• [DOCUMENT TEXT]

- - -

Tag Archives: scaling

Hiring Startup Executives

I was meeting with a startup founder last week, and he started chatting about some advice he got after his latest round of investment about bringing in a senior management team. He then said he spent the last year doing that. I stopped him right there and asked “Are you batting .500?”. Only about half of those executives were still at the company, and the company promoted from within generally to fill those roles after the executives left. The reason I was able to ask about that batting average is that I have see this happen at many startups before. The new investor asks them to beef up their management team, so the founders recruit talent from bigger companies, and the company experiences, as this founder put it, “organ rejection” way too often.

This advice from investors to scaling companies is very common, but I wish those investors would provide more advice on who actually is a good fit for startup executive roles. Startups are very special animals, and they have different stages. Many founders look for executives at companies they want to emulate someday, but don’t test for if that executive can scale down to their smaller environment. There are many executives that are great for public companies, but terrible for startups, and many executives that are great at one stage of a startup, but terrible for others. What founders need to screen for, I might argue about all else, is adaptability and pragmatism.

Why is adaptability important? Because it will be something that is tested every day starting the first day. The startup will have less process, less infrastructure, and a different way of accomplishing things than the executive is used to. Executives that are poor fits for startup will try to copy and paste the approach from their (usually much bigger) former company without adapting it to stage, talent, or business model. It’s easy for founders to be fooled by this early on because they think “this is why I hired this person – to bring in best practices”. That is wrong. Great startup executives spend all their time starting out learning about how an organization works so they can create new processes and ways of accomplishing things that will enhance what the startup is already doing. When we brought on a VP of Marketing at GrubHub, she spent all her time soaking up what was going on and not making any personnel changes. It turns out she didn’t need to make many to be successful. We were growing faster, had a new brand and better coverage of our marketing initiatives by adding only two people and one consultant in the first year.

- - -

• [EXTRACTED INFORMATION]
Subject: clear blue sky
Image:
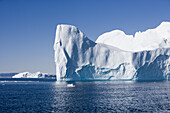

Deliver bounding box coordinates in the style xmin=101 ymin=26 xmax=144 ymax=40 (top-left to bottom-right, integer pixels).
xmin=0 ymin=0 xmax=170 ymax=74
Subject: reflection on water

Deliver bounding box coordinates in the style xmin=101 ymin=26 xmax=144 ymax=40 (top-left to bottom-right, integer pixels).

- - -

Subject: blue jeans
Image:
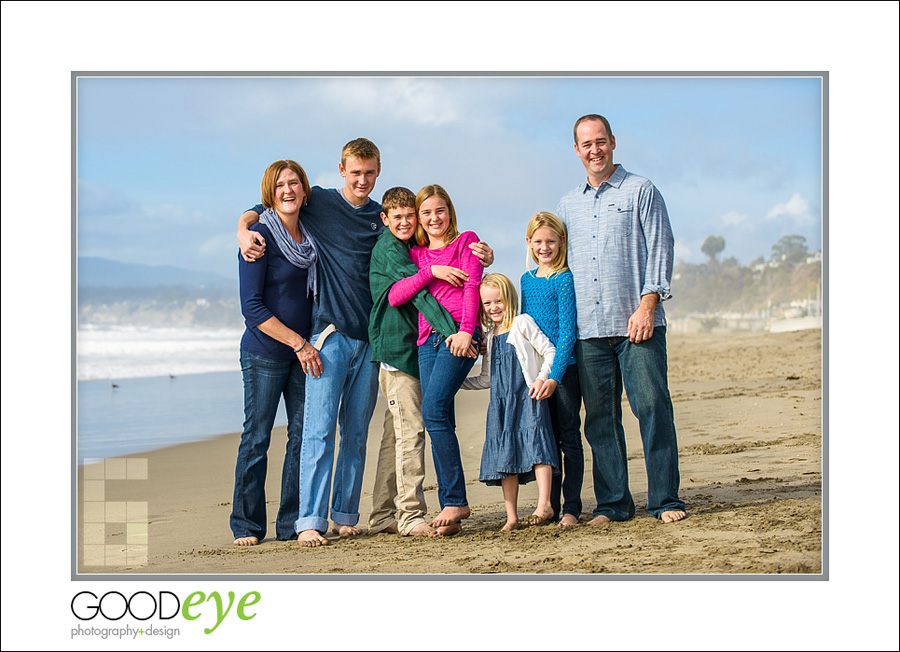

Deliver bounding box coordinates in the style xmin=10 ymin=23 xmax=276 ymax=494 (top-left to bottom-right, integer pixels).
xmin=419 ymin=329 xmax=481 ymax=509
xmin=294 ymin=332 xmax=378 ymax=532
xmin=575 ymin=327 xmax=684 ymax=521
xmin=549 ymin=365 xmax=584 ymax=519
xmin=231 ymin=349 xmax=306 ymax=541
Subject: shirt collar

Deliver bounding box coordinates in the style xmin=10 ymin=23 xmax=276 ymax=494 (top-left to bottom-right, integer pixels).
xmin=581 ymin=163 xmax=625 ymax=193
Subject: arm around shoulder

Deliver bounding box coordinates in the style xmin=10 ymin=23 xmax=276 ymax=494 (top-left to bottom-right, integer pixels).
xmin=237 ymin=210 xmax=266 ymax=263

- - -

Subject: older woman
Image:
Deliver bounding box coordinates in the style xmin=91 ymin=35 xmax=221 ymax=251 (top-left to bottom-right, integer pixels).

- - -

• [OBJECTIVE A]
According to the post on hiring startup executives, which two qualities should founders screen for above all else?
• [OBJECTIVE B]
Write the next paragraph of the post on hiring startup executives, picking up after its last sentence.

• [RESPONSE A]
Adaptability and pragmatism.

• [RESPONSE B]
Why is pragmatism important? As many startups forgot over the last couple of years, startups are on a timer. The timer is the amount of runway you have, and what the startups needs to do is find a sustainable model before that timer gets to zero. Poor startup executives have their way of doing things, and that is usually correlated with needing to create a very big team. They will want to do this as soon as possible, with accelerates burn, shortening the runway before doing anything that will speed up the ability to find a sustainable model. I remember meeting with a new startup exec, and had her run me through her plan for building a team. She was in maybe her second week, and at the end of our conversation I counted at least 15 hires she needed to make. I thought, “this isn’t going work.” She lasted about six months. A good startup executive learns before hiring, and tries things before committing to them fully. Once they know something works, they try to build scale and infrastructure around it. A good startup executive thinks in terms of costs: opportunity costs, capital costs, and payroll. Good executives will trade on opportunity costs and capital costs before payroll because salaries are generally the most expensive and the hardest to change without serious morale implications (layoffs, salary reductions, et al.).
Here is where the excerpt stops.